Work order -> Images in the data are to be skipped, while every line is restated exactly as written.

Working data ->
»»
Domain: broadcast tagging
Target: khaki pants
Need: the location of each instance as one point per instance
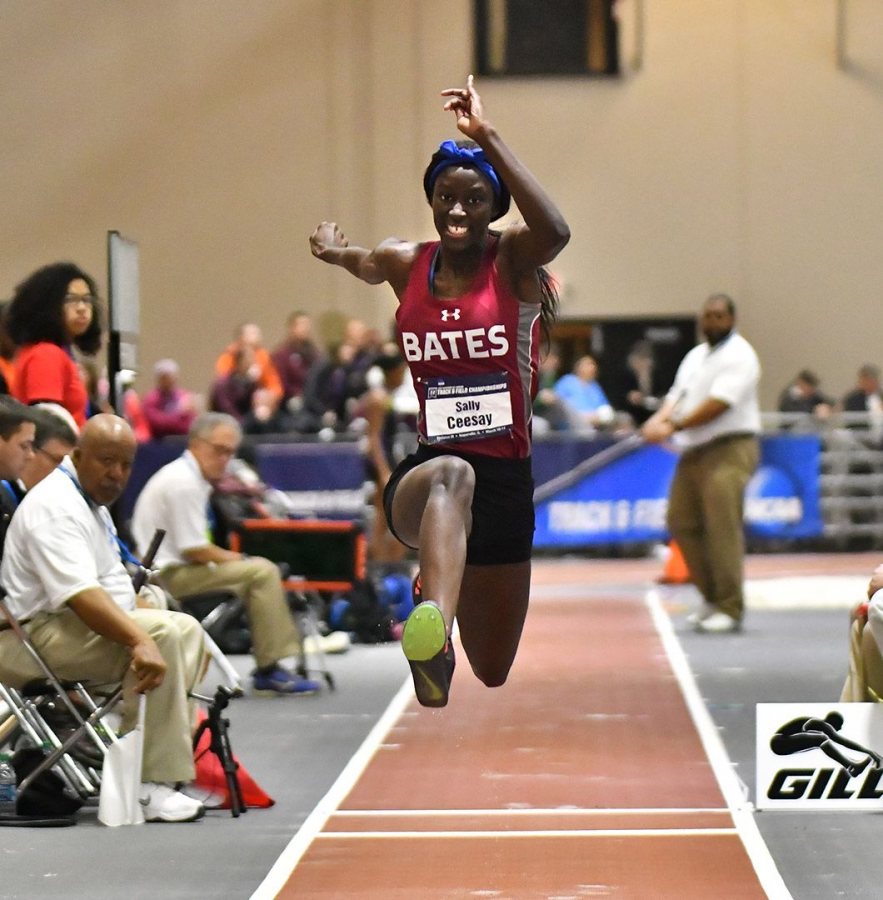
(705, 517)
(74, 652)
(274, 634)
««
Exercise output ->
Domain: broadcast tagging
Target: khaki pants
Need: the location of each instance as one point per instance
(705, 517)
(74, 652)
(274, 634)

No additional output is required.